All lines from the line containing "box: [583, 206, 634, 235]" up to and including the last line of the entries must be written out exactly, with no others.

[Dataset entries]
+--

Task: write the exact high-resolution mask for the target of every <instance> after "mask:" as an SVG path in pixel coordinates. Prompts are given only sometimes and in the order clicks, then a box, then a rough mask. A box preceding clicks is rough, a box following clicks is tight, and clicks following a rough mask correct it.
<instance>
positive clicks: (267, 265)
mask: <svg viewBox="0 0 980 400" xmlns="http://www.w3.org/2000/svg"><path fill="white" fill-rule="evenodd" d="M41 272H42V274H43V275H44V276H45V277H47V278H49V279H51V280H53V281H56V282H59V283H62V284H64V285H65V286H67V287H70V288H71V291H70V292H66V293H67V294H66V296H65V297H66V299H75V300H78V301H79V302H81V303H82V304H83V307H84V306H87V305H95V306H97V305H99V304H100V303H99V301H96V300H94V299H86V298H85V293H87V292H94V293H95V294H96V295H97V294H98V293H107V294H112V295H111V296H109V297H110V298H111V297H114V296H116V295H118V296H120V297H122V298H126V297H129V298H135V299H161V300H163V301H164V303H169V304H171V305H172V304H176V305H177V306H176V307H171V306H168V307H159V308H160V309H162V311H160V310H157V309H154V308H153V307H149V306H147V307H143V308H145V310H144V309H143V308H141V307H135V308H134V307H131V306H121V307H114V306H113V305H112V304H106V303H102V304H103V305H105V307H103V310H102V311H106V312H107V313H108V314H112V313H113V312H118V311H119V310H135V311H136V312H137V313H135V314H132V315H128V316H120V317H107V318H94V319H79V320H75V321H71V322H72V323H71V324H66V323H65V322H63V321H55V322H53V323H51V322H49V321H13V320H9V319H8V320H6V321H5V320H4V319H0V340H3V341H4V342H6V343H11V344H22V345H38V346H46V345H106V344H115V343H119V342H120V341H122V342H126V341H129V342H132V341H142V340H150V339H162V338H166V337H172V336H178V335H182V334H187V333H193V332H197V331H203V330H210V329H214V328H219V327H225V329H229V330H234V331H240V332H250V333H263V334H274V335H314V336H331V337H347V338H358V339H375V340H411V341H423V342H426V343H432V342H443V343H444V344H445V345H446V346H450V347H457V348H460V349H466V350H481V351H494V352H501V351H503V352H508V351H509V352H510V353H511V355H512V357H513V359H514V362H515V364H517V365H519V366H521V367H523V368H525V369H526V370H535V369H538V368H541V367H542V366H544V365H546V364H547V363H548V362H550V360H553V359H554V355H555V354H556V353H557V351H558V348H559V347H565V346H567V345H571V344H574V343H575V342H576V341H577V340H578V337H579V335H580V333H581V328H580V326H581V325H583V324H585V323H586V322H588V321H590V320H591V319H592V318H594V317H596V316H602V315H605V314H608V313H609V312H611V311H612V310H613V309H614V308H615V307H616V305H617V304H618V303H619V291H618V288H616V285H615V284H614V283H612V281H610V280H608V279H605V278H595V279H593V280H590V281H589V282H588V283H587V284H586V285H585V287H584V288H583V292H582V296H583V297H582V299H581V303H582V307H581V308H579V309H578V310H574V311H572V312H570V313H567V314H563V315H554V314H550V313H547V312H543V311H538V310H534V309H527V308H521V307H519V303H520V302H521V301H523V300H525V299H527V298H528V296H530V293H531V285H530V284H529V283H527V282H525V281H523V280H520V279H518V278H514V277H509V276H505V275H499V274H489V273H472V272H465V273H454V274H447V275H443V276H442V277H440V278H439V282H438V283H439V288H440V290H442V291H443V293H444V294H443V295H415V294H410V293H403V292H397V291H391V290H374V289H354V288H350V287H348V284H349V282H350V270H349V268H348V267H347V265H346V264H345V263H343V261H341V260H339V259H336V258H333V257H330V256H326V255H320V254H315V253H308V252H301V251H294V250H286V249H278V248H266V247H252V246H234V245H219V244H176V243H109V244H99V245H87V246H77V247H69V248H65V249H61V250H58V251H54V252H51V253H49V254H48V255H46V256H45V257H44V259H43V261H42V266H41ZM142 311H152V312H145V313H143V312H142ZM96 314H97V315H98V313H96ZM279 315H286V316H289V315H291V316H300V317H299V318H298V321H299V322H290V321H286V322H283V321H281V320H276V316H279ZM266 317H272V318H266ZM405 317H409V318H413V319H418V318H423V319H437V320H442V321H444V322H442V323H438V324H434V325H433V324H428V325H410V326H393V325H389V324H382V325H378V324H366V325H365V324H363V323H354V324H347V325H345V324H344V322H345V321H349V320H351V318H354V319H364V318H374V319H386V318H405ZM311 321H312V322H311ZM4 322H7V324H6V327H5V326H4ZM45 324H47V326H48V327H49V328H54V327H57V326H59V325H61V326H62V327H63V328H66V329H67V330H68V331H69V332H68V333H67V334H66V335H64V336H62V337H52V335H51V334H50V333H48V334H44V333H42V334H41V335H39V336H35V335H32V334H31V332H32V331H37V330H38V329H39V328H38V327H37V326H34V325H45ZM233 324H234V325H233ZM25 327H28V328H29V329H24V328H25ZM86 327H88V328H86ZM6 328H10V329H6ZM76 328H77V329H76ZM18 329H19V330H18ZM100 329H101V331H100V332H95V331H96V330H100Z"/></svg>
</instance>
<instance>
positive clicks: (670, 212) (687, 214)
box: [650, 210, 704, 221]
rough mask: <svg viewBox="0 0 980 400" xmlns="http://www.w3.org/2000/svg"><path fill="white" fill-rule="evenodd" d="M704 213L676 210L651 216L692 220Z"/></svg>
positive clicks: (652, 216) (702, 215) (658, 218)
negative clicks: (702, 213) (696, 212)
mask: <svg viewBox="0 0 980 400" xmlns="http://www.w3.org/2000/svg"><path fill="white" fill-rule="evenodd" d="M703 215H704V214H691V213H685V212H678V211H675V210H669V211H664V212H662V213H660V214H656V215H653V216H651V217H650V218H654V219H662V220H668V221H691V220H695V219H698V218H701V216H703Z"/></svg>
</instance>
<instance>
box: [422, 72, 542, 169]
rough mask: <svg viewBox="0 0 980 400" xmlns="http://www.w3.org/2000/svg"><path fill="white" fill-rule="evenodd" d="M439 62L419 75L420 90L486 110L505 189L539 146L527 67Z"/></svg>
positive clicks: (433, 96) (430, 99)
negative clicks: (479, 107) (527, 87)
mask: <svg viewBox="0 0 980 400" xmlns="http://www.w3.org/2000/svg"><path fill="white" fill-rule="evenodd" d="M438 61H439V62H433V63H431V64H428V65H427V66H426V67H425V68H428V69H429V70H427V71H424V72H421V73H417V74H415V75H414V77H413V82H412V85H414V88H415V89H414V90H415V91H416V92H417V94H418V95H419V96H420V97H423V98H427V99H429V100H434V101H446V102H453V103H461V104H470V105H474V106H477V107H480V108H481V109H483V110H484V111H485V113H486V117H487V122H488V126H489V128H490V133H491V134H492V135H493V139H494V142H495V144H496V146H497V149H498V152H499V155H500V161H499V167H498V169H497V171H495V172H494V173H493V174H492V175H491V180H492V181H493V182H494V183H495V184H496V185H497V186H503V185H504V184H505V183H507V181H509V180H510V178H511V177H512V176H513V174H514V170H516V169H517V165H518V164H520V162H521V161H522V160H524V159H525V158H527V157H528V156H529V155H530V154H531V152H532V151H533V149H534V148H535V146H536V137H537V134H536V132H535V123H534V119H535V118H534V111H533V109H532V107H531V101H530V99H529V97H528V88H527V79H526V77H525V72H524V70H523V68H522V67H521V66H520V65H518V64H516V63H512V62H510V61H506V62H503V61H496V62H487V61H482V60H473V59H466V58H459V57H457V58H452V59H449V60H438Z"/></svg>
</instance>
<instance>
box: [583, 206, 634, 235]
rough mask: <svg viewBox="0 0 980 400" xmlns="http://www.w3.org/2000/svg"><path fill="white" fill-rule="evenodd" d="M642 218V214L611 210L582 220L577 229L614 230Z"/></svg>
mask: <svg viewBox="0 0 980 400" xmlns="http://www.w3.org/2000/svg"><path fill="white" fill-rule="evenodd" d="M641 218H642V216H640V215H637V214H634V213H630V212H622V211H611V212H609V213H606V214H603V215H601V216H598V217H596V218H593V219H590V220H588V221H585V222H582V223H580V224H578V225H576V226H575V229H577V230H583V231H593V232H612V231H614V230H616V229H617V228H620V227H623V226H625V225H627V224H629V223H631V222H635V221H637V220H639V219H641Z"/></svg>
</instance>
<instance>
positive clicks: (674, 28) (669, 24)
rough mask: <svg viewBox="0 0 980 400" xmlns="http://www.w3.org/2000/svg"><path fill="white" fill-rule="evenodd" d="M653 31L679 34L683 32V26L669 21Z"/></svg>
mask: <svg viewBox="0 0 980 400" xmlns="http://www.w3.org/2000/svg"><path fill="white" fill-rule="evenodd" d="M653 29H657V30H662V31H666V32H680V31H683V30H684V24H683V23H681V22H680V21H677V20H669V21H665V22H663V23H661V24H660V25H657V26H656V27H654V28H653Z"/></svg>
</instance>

+--

**EXERCISE RESPONSE:**
box: [583, 206, 634, 235]
rough mask: <svg viewBox="0 0 980 400" xmlns="http://www.w3.org/2000/svg"><path fill="white" fill-rule="evenodd" d="M642 218V214L611 210L582 220L577 229L614 230Z"/></svg>
mask: <svg viewBox="0 0 980 400" xmlns="http://www.w3.org/2000/svg"><path fill="white" fill-rule="evenodd" d="M641 218H642V216H640V215H637V214H634V213H630V212H622V211H611V212H609V213H606V214H603V215H601V216H598V217H596V218H593V219H590V220H588V221H585V222H582V223H580V224H578V225H576V226H575V229H577V230H583V231H593V232H612V231H614V230H616V229H617V228H620V227H623V226H625V225H627V224H629V223H631V222H635V221H637V220H639V219H641Z"/></svg>
</instance>
<instance>
positive clicks: (674, 28) (669, 24)
rough mask: <svg viewBox="0 0 980 400" xmlns="http://www.w3.org/2000/svg"><path fill="white" fill-rule="evenodd" d="M653 31L679 34L683 32V26L669 21Z"/></svg>
mask: <svg viewBox="0 0 980 400" xmlns="http://www.w3.org/2000/svg"><path fill="white" fill-rule="evenodd" d="M653 29H657V30H662V31H666V32H680V31H683V30H684V24H683V23H681V22H680V21H677V20H669V21H665V22H663V23H661V24H660V25H657V26H656V27H654V28H653Z"/></svg>
</instance>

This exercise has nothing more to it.